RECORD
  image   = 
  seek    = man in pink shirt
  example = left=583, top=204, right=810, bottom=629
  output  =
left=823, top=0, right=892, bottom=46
● ● ● ●
TASK BRIEF: Copy every line of the records above, requests included, and offset each coordinate in the answers by -48. Leave the requests and their sample coordinates unchanged.

EXERCISE RESULT:
RECORD
  image   = 
  seek    = man in pink shirt
  example = left=583, top=204, right=810, bottom=629
  output  =
left=775, top=-48, right=844, bottom=-2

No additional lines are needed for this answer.